Exercise task —
Can you convert all the records below into a Markdown table with the columns "Row" and "Line", numbering each non-blank line and leaving out blank lines and the pictures?

Data in this exercise —
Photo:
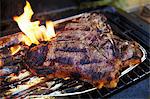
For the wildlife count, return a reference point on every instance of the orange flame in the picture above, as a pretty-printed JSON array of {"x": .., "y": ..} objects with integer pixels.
[
  {"x": 33, "y": 31},
  {"x": 15, "y": 49}
]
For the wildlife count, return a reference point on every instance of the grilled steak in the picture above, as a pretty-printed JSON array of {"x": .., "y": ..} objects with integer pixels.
[{"x": 84, "y": 49}]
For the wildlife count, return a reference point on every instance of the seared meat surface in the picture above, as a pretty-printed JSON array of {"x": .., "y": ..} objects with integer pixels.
[{"x": 84, "y": 49}]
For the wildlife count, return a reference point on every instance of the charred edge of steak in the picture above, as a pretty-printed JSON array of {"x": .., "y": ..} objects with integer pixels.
[{"x": 83, "y": 52}]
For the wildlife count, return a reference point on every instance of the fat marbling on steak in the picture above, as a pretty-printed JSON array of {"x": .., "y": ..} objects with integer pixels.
[{"x": 84, "y": 49}]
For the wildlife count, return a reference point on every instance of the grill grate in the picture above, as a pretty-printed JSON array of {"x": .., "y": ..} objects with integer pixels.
[{"x": 123, "y": 28}]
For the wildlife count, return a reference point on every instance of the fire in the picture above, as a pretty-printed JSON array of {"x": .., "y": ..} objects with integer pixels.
[
  {"x": 15, "y": 49},
  {"x": 33, "y": 30}
]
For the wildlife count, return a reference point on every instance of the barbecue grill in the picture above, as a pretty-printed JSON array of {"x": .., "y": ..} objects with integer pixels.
[{"x": 120, "y": 25}]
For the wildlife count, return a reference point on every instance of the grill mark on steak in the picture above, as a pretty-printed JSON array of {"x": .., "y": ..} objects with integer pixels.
[{"x": 84, "y": 50}]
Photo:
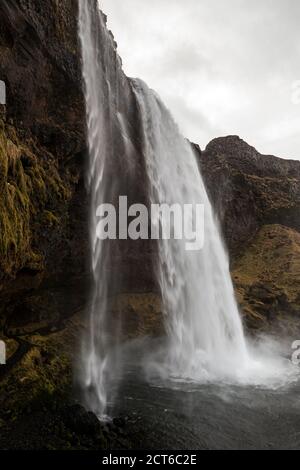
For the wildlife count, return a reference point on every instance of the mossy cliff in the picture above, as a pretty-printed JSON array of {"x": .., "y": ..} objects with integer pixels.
[
  {"x": 43, "y": 229},
  {"x": 31, "y": 193}
]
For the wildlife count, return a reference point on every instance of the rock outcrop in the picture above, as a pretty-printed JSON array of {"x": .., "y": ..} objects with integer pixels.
[{"x": 257, "y": 201}]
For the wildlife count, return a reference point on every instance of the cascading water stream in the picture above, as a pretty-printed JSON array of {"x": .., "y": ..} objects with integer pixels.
[
  {"x": 202, "y": 319},
  {"x": 98, "y": 346},
  {"x": 205, "y": 335}
]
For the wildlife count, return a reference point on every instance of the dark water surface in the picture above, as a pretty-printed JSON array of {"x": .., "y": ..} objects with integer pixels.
[{"x": 176, "y": 416}]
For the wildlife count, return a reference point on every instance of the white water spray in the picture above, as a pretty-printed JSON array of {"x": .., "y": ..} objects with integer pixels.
[
  {"x": 202, "y": 319},
  {"x": 98, "y": 348},
  {"x": 206, "y": 339}
]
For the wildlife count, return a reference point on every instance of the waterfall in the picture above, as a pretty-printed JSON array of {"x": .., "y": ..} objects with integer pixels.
[
  {"x": 127, "y": 122},
  {"x": 206, "y": 338},
  {"x": 98, "y": 346}
]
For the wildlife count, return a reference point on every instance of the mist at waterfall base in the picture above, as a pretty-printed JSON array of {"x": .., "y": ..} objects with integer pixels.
[{"x": 204, "y": 341}]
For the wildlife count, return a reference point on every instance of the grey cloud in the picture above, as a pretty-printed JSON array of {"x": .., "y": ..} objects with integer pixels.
[{"x": 220, "y": 66}]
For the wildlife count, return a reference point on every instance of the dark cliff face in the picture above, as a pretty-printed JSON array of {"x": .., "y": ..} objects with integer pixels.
[
  {"x": 43, "y": 220},
  {"x": 257, "y": 201},
  {"x": 44, "y": 211},
  {"x": 249, "y": 190}
]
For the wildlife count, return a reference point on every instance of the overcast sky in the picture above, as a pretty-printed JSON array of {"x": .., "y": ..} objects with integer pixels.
[{"x": 221, "y": 66}]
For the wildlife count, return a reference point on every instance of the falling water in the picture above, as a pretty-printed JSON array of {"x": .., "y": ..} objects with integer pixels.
[
  {"x": 202, "y": 318},
  {"x": 98, "y": 348},
  {"x": 205, "y": 334}
]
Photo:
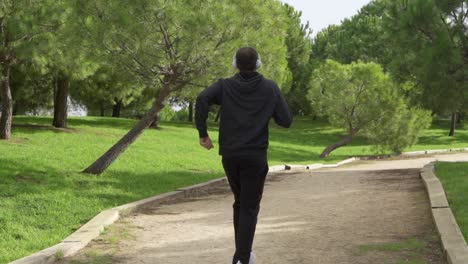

Answer to this task —
| Row | Line |
|---|---|
| 1 | Photo: |
| 2 | For the wildlife count, return a reference point on every instance of the orange flame in the picture above, as a pretty-printed JSON array of {"x": .., "y": ..} objects with integer pixels. |
| 3 | [ |
| 4 |   {"x": 33, "y": 31}, |
| 5 |   {"x": 15, "y": 49} |
| 6 | ] |
| 7 | For the wildlife count, return a reference point on every instance of the grilled steak in the picture above, as a pretty-printed JSON array of {"x": .., "y": ..} objects with integer pixels. |
| 8 | [{"x": 84, "y": 49}] |
| 9 | For the wildlife count, return a reference point on every instance of the seared meat surface in the picture above, as a pretty-printed JSON array of {"x": .., "y": ..} objects with integer pixels. |
| 10 | [{"x": 84, "y": 49}] |
| 11 | For the wildlife count, return a reference point on every instance of the charred edge of steak in the picture above, as a pretty-printed JSON array of {"x": .., "y": ..} objects with integer pixels. |
| 12 | [{"x": 83, "y": 52}] |
| 13 | For the wildlife count, return a reference point on every instance of the fat marbling on steak in the picture above, as a pretty-printed JSON array of {"x": .., "y": ..} objects with integer pixels. |
| 14 | [{"x": 84, "y": 49}] |
| 15 | For the wildlife count, return a reference point on every instance of the grill grate in the picture above, as a pretty-printed JSON array of {"x": .., "y": ..} objects with integer pixels. |
| 16 | [{"x": 123, "y": 28}] |
| 17 | For the wildlife count, return a reference point on every instance of the fire in the picture above, as a pretty-printed JSON array of {"x": .., "y": ..} objects with integer pixels. |
| 18 | [ |
| 19 |   {"x": 15, "y": 49}, |
| 20 |   {"x": 33, "y": 30} |
| 21 | ] |
| 22 | For the wildlife count, return a reference point on every instance of the barbecue grill in the picture above, as a pretty-printed JSON array of {"x": .., "y": ..} objects with integer pixels. |
| 23 | [{"x": 120, "y": 25}] |
| 24 | For the wildlife count, return a reference point on every instance of the grill mark on steak in the picture above, as a pretty-printed JSON array of {"x": .., "y": ..} objects with integer pixels. |
| 25 | [{"x": 84, "y": 50}] |
| 26 | Photo: |
| 27 | For the wildlife count, return a reference point on every instance of the mossy cliff in the picture above, as a pretty-printed JSON array of {"x": .., "y": ..} objects with integer pixels. |
| 28 | [ |
| 29 |   {"x": 43, "y": 229}, |
| 30 |   {"x": 31, "y": 193} |
| 31 | ] |
| 32 | For the wildlife count, return a reference point on every instance of the rock outcrop in the picture above, as a pretty-printed JSON array of {"x": .., "y": ..} objects with integer pixels. |
| 33 | [{"x": 257, "y": 201}] |
| 34 | For the wildlife count, return a reference point on every instance of the cascading water stream in the picture above, as a pretty-printed JSON array of {"x": .., "y": ..} objects with integer pixels. |
| 35 | [ |
| 36 |   {"x": 202, "y": 319}, |
| 37 |   {"x": 98, "y": 346}, |
| 38 |   {"x": 205, "y": 335} |
| 39 | ] |
| 40 | For the wildlife count, return a reference point on every instance of the dark water surface in the picture above, as a pretty-printed JSON array of {"x": .., "y": ..} objects with integer pixels. |
| 41 | [{"x": 176, "y": 416}] |
| 42 | For the wildlife count, return a reference point on every instance of the white water spray in the picture above, as a pretty-printed JSON array of {"x": .., "y": ..} objects with integer pixels. |
| 43 | [ |
| 44 |   {"x": 202, "y": 319}, |
| 45 |   {"x": 98, "y": 348}, |
| 46 |   {"x": 206, "y": 339} |
| 47 | ] |
| 48 | For the wildlife count, return a reference point on every instance of the waterfall in the picture above, as a pretty-printed JSON array of {"x": .., "y": ..} objects with integer pixels. |
| 49 | [ |
| 50 |   {"x": 127, "y": 122}, |
| 51 |   {"x": 206, "y": 338}, |
| 52 |   {"x": 98, "y": 346} |
| 53 | ] |
| 54 | For the wildlife count, return a reference point on every instance of the mist at waterfall base in the picture above, as a pretty-printed JSON array of {"x": .., "y": ..} objects with integer pixels. |
| 55 | [{"x": 204, "y": 341}] |
| 56 | For the wildlife count, return a reference point on every instance of the grey cloud in the picture above, as a pretty-printed JSON array of {"x": .., "y": ..} objects with integer pixels. |
| 57 | [{"x": 220, "y": 66}] |
| 58 | For the wildlife count, return a reference point on every instance of the dark cliff face in the picture above, as a pretty-printed JSON array of {"x": .., "y": ..} objects with integer pixels. |
| 59 | [ |
| 60 |   {"x": 43, "y": 220}, |
| 61 |   {"x": 257, "y": 201}, |
| 62 |   {"x": 44, "y": 211}, |
| 63 |   {"x": 249, "y": 190} |
| 64 | ] |
| 65 | For the wildlife count, return a reference point on every instance of the overcast sky in the picture above, as a pretty-printed JSON array of {"x": .., "y": ..} objects with integer pixels. |
| 66 | [{"x": 221, "y": 66}] |
| 67 | For the wildlife count, return a reference point on every instance of the falling water in the picture above, as a pretty-printed JSON array of {"x": .., "y": ..} objects with integer pixels. |
| 68 | [ |
| 69 |   {"x": 202, "y": 318}, |
| 70 |   {"x": 98, "y": 348}, |
| 71 |   {"x": 205, "y": 334} |
| 72 | ] |
| 73 | Photo: |